(Stored data)
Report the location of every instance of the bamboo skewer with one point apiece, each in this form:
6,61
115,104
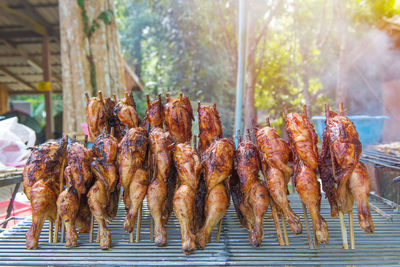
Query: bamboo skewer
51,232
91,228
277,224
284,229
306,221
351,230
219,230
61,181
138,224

--

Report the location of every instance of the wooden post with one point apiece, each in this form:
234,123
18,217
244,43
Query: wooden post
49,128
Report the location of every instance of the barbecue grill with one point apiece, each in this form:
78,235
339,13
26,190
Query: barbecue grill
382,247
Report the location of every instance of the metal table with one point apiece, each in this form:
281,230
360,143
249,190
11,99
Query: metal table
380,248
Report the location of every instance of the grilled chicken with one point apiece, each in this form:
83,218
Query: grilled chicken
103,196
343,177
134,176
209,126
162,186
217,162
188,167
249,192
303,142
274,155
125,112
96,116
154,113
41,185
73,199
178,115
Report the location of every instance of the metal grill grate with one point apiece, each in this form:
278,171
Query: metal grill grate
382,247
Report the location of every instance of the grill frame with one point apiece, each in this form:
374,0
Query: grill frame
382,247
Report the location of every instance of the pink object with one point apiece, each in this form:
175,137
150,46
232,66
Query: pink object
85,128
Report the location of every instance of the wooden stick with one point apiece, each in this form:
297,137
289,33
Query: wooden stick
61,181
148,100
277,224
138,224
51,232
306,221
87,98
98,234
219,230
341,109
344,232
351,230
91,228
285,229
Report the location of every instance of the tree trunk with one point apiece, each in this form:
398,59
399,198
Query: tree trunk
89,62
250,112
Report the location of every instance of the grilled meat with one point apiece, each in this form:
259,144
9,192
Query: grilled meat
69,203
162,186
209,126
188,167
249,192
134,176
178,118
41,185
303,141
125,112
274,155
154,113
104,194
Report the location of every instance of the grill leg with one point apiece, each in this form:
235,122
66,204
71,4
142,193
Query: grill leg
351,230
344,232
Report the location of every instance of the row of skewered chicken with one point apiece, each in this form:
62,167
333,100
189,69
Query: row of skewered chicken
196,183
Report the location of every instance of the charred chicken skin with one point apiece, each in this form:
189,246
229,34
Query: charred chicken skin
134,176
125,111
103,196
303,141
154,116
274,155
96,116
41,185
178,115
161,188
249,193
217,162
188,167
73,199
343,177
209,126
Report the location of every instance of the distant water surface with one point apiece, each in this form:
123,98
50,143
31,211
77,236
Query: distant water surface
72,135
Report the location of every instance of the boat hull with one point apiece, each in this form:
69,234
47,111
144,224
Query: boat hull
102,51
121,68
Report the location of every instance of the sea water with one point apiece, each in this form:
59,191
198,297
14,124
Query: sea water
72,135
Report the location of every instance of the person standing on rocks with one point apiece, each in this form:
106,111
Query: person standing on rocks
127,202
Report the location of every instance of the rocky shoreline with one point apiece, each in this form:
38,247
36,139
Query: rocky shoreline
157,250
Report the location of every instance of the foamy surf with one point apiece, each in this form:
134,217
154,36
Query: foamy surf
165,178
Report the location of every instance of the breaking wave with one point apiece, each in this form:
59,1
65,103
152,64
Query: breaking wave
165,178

The exercise = Pick out every line in the material above that contains the word "rocky" and copy each of those lines in full.

Response =
Report the location of every instance of the rocky shoreline with one point apiece, each in this form:
Query: rocky shoreline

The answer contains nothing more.